## GIVEN PROBLEM 1:
Do these statements agree with the film review? For each of (a) Cheyenne flies to New York after learning his father is dying, (b) a bison is seen grazing on a front porch in Utah, and (c) the reviewer finds the constant camera fluidity more rewarding as the film goes on, answer yes or no and quote the words of the review that decide it.

## QUOTED TEXT:
::::

He lives in Ireland with his wife of many decades, a fire-fighter played by the always dependably quirky Frances McDormand, but the enormous mansion around him and the estate that extends into a forest-like garden do not thrill him; on the contrary, he seems to be drowning in all the space he owns.

He receives a phone call informing him his father, whom he hasn’t seen since moving to Ireland 35 years before, is on his deathbed; Cheyenne’s fear of flying leads him to take a ship to New York, where he arrives just in time for the wake.

Among the items his father left is a journal filled with pictures and details about his concentration camp warden whom he was tracing and who now lives somewhere deep in the American Midwest. It takes Cheyenne less than a beat to recognize the need to confront this man and take revenge for what he did.

Thus starts a journey filled with strange moments, ranging from a bison grazing on a front porch in Utah and a borrowed SUV spontaneously combusting on the open road to a grown man in a small town called Bad Axe, Michigan, walking around in a superhero costume in the middle of the night, and The Talking Heads’ David Byrne performing their hit “This Must Be the Place” in a New York club while a woman reading a magazine rotates around the stage. The film is filled with these stunningly surreal moments of Americana that all seem to be rooted in reality but are also very removed from our immediate lives; their meaning seems to be very straightforward but at the simultaneously elusive.

Time after time, Cheyenne is right there in the frame to ensure the moment is even stranger. His physique and the sadness behind his facial expressions remind us of Buster Keaton, if only Keaton had donned makeup and styled his hair to look like he had stuck his finger in an electric socket.

The film’s visual style has a distinctly minimalist feeling, though the camera movements are dynamic. Perhaps no film besides The Tree of Life has as many tracking shots for no apparent reason. The shots are certainly meant to be noticed, like when the camera rises up out of a golden wheat field to follow a car passing next to it, and the insistence on camera fluidity becomes irritating as time goes on, because the style is hollow.

This Must Be the Place sets itself up as a road movie of which the inciting incident is Cheyenne’s discovery that his father had uncovered the identity of his former captor. Along the way, schlepping his hand luggage with him everywhere he goes, Cheyenne meets a variety of people that suggest the real reason director Paolo Sorrentino made the film: His focus is the hodgepodge of characters as colourful as the American landscape that produced them, and visually the idea of “a land of contrasts” is hammered home very powerfully with separate scenes in which the television in the background shows Barack Obama and Sarah Palin.

There are many times when Sorrentino’s approach is perfectly complemented by Sean Penn’s acting, as a single-take scene with Penn having a near-nervous breakdown in front of David Byrne clearly shows, or when Penn humours a young boy whose father was killed in Iraq by performing the title song on his guitar.

But Sorrentino’s artistic sensibility, which sometimes skirts the edges of Jarmusch territory, tends to get him into trouble: Arvo Pärt’s exquisite “Spiegel im Spiegel” does not belong on the soundtrack when the scene is a lonely, overlit supermarket aisle, and neither does the climax warrant three consecutive, identical tracking shots of a man delivering a monologue. What follows the monologue, however, is exactly what the plot needed to come to a satisfying conclusion.

::::

## GIVEN PROBLEM 2:
Reproduce the entries line for line, beginning with the first line of the first entry and stopping after the line that reads "0;238;145;808".

Items from a dataset

::::

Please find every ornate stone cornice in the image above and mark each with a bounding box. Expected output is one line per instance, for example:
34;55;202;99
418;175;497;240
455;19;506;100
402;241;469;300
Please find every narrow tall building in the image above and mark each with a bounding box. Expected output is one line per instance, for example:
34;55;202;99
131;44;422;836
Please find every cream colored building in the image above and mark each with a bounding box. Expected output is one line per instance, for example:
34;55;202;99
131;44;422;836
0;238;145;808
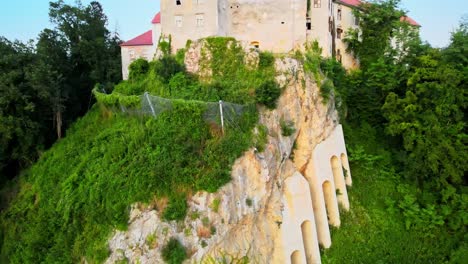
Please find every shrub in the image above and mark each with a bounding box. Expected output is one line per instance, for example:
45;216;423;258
128;58;149;80
163;194;187;221
161;237;187;264
280;119;296;137
255;80;281;109
320;79;334;103
245;198;253;207
154;55;185;83
253;125;268;152
258;51;275;69
210;198;221;213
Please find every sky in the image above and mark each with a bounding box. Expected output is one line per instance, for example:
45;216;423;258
0;0;468;47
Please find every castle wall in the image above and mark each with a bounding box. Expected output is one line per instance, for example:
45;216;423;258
121;45;155;80
227;0;307;52
307;0;335;57
334;4;358;69
161;0;219;52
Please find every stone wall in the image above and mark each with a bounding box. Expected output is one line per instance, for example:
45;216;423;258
120;45;156;80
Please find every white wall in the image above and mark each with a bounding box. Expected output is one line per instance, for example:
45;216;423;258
121;45;154;80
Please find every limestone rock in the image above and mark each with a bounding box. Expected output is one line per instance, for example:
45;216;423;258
107;54;349;264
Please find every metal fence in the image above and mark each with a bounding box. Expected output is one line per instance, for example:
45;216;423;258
120;93;252;133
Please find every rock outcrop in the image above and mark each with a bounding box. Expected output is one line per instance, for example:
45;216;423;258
107;46;349;263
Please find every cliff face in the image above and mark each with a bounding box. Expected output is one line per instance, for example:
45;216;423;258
107;44;350;263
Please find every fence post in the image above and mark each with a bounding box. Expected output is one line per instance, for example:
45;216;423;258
219;100;224;135
145;92;156;117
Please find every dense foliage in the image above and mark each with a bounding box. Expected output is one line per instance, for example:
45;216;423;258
0;36;274;263
109;37;281;107
322;0;468;263
0;0;121;182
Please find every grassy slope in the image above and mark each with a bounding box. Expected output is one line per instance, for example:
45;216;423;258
322;126;457;264
0;38;275;263
0;104;255;263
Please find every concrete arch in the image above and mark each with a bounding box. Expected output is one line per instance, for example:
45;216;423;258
305;162;331;248
322;181;341;227
340;153;353;186
301;220;321;264
281;172;320;263
330;156;349;211
291;250;305;264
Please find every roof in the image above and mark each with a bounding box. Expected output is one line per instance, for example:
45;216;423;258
120;30;153;47
337;0;362;7
151;12;161;24
400;16;421;27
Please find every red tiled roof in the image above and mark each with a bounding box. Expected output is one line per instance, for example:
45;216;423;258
120;30;153;46
338;0;362;7
151;12;161;24
400;16;421;27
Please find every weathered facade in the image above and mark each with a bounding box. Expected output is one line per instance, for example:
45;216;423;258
122;0;419;79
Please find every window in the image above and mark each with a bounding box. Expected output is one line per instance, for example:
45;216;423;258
314;0;322;8
174;16;183;27
195;14;205;27
354;16;359;26
336;28;343;39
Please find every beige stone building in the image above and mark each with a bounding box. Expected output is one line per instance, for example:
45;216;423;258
122;0;419;79
120;13;161;80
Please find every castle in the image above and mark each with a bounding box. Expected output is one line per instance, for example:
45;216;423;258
121;0;419;79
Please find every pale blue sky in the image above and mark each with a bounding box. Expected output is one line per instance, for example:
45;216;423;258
0;0;468;47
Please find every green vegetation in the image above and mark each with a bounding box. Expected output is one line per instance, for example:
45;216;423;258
0;36;274;263
210;198;221;213
321;1;468;263
109;37;281;108
255;80;281;109
245;198;253;207
0;1;121;184
253;125;268;152
280;119;296;137
322;125;460;264
161;238;187;264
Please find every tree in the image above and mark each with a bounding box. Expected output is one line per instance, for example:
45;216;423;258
383;50;468;186
0;38;46;180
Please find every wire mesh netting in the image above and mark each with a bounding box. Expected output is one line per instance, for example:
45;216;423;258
119;93;251;131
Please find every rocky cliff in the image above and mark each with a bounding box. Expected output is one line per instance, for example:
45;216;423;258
107;44;344;263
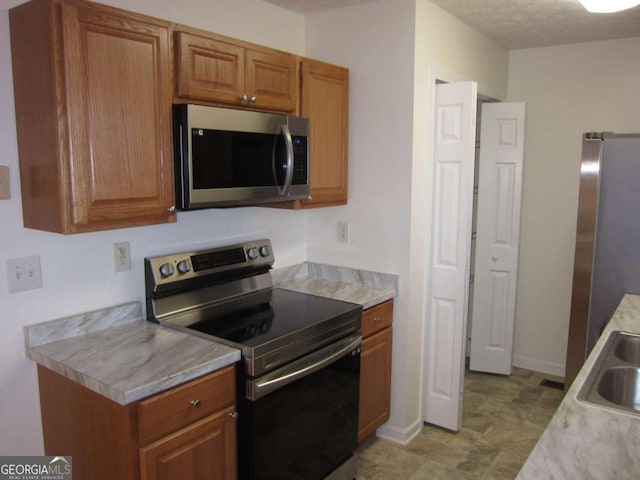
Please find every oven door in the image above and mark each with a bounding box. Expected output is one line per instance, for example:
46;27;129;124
238;335;361;480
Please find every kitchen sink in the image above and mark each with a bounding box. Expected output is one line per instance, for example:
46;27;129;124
613;332;640;367
578;330;640;415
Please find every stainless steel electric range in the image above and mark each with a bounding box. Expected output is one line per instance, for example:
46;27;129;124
145;240;362;480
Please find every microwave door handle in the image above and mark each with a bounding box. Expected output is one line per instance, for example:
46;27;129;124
272;124;293;196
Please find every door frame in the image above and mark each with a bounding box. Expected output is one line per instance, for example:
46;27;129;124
420;67;500;424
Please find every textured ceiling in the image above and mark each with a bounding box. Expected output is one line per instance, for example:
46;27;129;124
267;0;640;49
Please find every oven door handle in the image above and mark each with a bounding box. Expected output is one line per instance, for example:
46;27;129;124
247;335;362;400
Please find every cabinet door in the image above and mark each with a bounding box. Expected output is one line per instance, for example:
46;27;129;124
62;3;174;231
358;327;392;442
301;59;349;207
245;49;299;112
140;407;236;480
175;32;245;104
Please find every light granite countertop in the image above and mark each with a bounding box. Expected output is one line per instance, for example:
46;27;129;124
24;263;397;405
273;263;398;309
517;294;640;480
25;302;240;405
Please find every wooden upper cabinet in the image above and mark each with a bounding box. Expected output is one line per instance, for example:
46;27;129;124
10;0;175;233
175;30;299;112
300;58;349;208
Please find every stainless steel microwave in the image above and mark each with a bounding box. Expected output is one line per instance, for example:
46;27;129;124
173;104;309;210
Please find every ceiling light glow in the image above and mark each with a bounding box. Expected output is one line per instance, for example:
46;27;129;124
580;0;640;13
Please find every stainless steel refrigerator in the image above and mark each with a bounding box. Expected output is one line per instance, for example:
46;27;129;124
565;133;640;388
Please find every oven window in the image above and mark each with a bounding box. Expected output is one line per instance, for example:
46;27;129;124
238;350;360;480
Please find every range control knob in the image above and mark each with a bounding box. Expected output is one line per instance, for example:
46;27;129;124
160;263;174;278
177;260;191;273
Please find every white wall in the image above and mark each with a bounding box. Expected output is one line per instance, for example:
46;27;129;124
508;37;640;375
307;0;508;442
0;0;306;455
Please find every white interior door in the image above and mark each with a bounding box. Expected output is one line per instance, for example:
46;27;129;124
469;103;525;375
423;82;477;431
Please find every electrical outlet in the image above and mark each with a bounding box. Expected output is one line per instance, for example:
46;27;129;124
113;242;131;272
0;165;11;200
7;255;42;293
338;222;349;243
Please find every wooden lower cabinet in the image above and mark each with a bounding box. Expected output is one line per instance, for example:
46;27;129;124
140;406;236;480
38;365;237;480
358;300;393;443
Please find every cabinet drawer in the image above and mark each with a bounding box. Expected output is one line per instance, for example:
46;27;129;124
362;300;393;338
138;366;236;445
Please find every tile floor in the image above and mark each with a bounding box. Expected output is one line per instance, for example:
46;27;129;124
358;368;563;480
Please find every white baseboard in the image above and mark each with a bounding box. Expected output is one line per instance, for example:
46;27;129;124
376;419;422;446
513;355;565;377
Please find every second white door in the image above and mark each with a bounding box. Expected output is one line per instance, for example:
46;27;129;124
469;103;525;375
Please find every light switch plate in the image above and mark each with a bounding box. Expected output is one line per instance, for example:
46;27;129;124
6;255;42;293
0;165;11;200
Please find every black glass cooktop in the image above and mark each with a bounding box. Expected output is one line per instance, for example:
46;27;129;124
178;288;362;371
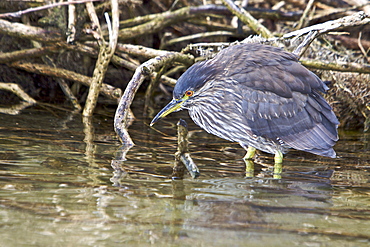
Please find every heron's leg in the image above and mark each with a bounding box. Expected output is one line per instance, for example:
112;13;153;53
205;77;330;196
244;159;254;178
275;150;283;164
243;146;256;160
273;150;283;179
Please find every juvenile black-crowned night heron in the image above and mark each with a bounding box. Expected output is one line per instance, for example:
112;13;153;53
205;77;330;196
151;44;339;163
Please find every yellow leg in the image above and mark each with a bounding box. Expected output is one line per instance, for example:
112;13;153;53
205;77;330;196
273;163;283;179
244;146;256;160
244;159;254;178
275;150;283;164
273;151;283;179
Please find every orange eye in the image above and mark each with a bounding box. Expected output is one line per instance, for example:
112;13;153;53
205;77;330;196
185;90;194;97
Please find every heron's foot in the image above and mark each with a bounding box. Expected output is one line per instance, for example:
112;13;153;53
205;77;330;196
274;150;284;164
243;146;256;161
244;159;254;178
273;151;283;179
273;163;283;179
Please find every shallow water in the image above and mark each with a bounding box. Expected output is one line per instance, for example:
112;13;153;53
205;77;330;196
0;106;370;246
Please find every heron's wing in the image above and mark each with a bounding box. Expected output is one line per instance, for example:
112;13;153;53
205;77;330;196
214;46;338;157
242;90;338;157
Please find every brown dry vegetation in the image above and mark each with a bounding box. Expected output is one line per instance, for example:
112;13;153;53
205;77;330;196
0;0;370;129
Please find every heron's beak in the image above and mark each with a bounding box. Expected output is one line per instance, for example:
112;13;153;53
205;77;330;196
150;98;185;126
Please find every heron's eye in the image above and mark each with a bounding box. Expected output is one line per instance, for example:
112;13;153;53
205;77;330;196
185;90;194;97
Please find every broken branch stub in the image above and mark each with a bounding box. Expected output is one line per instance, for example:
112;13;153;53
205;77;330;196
114;52;194;145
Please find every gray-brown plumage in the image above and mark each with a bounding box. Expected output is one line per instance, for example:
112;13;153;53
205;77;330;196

::::

## FINAL ANSWER 1:
(a) No: "Cheyenne’s fear of flying leads him to take a ship to New York"
(b) Yes: "a bison grazing on a front porch in Utah"
(c) No: "the insistence on camera fluidity becomes irritating as time goes on"

## FINAL ANSWER 2:
Please find every ornate stone cornice in the image above and mark each with a bounding box. Expected output is one line per instance, for example:
34;55;202;99
418;175;497;240
455;19;506;100
402;241;469;300
Please find every narrow tall building in the image above and mark each with a bounding box. Expected output is one line per instance, for example:
34;55;202;99
131;44;422;836
Please find every cream colored building in the image above and mark each with a bounding box. Expected output is one line per instance, for example:
34;55;202;99
131;44;422;836
0;238;145;808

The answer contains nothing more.